** 指示 **
以下の記録のうち、「below」という語を含む行がいくつあるかを数え、その数のみを答えてください。大文字と小文字は区別するものとします。

** 提供記録 **
:::

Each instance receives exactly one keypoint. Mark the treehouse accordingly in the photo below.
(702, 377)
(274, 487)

:::

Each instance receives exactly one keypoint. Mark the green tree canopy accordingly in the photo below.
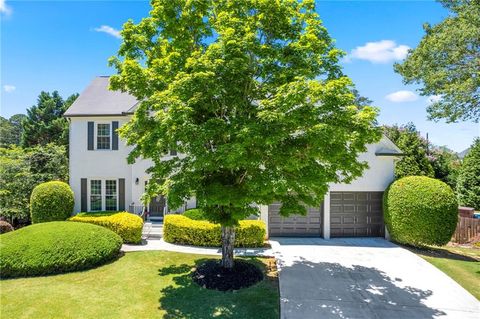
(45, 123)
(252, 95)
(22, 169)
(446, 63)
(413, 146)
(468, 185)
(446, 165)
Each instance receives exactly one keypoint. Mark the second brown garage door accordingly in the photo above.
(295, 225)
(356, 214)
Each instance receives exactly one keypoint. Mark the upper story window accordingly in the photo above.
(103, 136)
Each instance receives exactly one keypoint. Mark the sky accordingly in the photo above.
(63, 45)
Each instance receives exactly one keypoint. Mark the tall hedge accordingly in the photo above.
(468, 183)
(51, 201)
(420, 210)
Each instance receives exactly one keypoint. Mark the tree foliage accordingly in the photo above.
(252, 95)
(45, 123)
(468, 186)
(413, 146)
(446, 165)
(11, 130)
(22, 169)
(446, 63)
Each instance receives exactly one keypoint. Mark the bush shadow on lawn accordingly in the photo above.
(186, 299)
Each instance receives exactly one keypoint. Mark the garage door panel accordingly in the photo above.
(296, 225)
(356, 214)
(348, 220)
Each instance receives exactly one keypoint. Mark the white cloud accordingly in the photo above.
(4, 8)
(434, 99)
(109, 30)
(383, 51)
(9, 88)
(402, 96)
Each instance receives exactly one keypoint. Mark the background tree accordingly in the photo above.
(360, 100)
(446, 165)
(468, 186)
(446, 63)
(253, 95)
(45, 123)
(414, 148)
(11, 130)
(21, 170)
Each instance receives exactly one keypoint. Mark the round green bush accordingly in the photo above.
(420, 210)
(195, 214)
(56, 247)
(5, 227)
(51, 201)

:::

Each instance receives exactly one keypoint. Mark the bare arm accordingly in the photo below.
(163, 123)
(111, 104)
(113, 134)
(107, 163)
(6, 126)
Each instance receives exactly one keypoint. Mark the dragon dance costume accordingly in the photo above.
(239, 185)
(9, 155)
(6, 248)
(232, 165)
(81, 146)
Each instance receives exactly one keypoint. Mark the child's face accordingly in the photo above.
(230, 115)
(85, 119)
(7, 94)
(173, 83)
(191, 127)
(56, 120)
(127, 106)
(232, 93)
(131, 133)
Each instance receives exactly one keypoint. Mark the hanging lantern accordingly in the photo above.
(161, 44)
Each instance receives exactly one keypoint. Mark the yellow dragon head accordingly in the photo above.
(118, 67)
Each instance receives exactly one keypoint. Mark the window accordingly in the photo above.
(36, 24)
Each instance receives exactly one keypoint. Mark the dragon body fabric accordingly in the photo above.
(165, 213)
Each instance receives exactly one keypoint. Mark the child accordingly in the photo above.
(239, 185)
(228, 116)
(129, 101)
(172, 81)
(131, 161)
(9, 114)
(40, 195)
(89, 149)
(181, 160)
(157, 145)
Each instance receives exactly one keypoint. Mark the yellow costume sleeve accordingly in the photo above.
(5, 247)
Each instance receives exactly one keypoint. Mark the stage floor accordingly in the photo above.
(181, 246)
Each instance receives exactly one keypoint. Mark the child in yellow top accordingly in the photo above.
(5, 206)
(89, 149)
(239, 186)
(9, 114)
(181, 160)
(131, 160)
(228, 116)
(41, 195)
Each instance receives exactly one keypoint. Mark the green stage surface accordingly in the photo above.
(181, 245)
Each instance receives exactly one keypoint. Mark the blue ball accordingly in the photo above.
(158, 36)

:::

** 解答 **
3